Série d'exercices:
A: D'après le texte sur la route du Mimosa, sur quelle distance et entre quelles villes s'étend la Route du Mimosa ?
B: Pour chacune des affirmations suivantes, indiquez si elle concorde avec le texte sur la route du Mimosa, en citant les mots décisifs. (i) Les plantes australiennes ont gagné la Riviera sous l'impulsion de riches résidents anglais au 19ème siècle. (ii) Les Callistemon sont devenus invasifs sur la Riviera. (iii) Le parfum du mimosa ressemble à celui de la rose.
C: Recopiez à l'identique, dans le texte sur la route du Mimosa, tout ce qui va de « La route du Mimosa - Tanneron » jusqu’à « de l'été austral ! ».

Extrait du document:

******************************

Cette année, fin janvier, alléchée par un dépliant touristique, j'ai eu envie d'aller faire un petit tour sur la route du Mimosa. À Cavalaire-sur-mer, cela commence par un parfum qui ressemble à celui de la violette. Plus subtil, plus miellé et poudré, son intensité le rend presque palpable. Quelques secondes plus tard, nous entrons dans un décor de carte postale : entre bleu azur et jaune soleil, la ‘route du mimosa’  traverse une forêt nimbée d’or. On nous avait pourtant prévenus : « aujourd’hui, sur 130 km, cette Route du Mimosa, devenu symbole de la Côte d’Azur, s’étend de Bormes-les-Mimosas à Grasse ». À droite et à gauche, à flanc de colline, sur les talus, dans les fossés, partout se dressent d’imposants spécimens d'Acacia dealbata retournés à l’état sauvage.  Sous leurs frondaisons poussent… devinez ! Des petits Eucalyptus aux feuilles d’un gris bleu poudré. Nous sommes (presque) en Australie, à 2 heures de vol de Paris, à 2 heures 30 en voiture de chez moi !

La route du Mimosa - Tanneron - Photo : routedumimosa.com

Mimosas, Eucalyptus, Melaleuca, Leptospermum, Callistemon et autres plantes australiennes ont investi la Riviera sous l’impulsion de riches résidents anglais au 19ème siècle. Elles s’y sont tellement plu qu’elles sont devenues invasives, du moins en ce qui concerne les Acacia et les Eucalyptus.

À propos, on m'a expliqué que si le mimosa australien fleurit en plein hiver, c'est uniquement parce qu’il ne s'est jamais remis du changement d'hémisphère. La plante, qui a de la mémoire, s’obstine à fleurir au moment de l'été austral !

******************************

Lignes de données:

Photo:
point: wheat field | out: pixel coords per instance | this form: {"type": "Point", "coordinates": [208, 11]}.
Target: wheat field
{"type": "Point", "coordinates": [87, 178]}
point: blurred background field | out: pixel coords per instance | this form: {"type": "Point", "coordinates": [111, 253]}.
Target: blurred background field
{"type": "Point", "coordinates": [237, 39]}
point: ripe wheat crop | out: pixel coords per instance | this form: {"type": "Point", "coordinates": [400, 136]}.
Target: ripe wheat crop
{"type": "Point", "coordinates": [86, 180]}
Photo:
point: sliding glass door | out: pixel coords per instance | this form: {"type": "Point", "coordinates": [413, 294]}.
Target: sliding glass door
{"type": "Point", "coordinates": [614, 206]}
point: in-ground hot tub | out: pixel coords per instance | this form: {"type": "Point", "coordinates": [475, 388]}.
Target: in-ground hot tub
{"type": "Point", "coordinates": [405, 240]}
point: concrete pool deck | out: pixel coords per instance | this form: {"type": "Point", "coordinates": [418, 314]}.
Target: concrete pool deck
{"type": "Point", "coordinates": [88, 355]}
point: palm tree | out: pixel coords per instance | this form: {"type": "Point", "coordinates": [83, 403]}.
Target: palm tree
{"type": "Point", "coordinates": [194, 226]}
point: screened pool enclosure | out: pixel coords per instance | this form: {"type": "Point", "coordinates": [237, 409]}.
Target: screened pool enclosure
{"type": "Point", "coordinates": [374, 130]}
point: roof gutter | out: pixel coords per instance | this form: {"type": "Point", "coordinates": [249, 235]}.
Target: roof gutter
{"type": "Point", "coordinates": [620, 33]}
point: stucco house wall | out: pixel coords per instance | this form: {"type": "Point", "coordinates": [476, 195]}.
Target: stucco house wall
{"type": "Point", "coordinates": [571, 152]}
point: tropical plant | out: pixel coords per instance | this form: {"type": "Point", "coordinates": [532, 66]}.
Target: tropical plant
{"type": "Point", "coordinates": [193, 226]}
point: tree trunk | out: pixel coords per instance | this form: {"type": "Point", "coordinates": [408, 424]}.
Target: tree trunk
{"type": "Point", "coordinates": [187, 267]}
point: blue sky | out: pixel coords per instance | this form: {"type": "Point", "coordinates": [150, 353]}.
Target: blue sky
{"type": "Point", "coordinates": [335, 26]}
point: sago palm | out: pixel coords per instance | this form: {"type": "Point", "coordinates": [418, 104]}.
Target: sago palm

******************************

Réponses par exercice:
A: Sur 130 km, de Bormes-les-Mimosas à Grasse.

B:
(i) Oui : « ont investi la Riviera sous l’impulsion de riches résidents anglais au 19ème siècle ».
(ii) Non : « du moins en ce qui concerne les Acacia et les Eucalyptus ».
(iii) Non : « un parfum qui ressemble à celui de la violette ».

C:
La route du Mimosa - Tanneron - Photo : routedumimosa.com

Mimosas, Eucalyptus, Melaleuca, Leptospermum, Callistemon et autres plantes australiennes ont investi la Riviera sous l’impulsion de riches résidents anglais au 19ème siècle. Elles s’y sont tellement plu qu’elles sont devenues invasives, du moins en ce qui concerne les Acacia et les Eucalyptus.

À propos, on m'a expliqué que si le mimosa australien fleurit en plein hiver, c'est uniquement parce qu’il ne s'est jamais remis du changement d'hémisphère. La plante, qui a de la mémoire, s’obstine à fleurir au moment de l'été austral !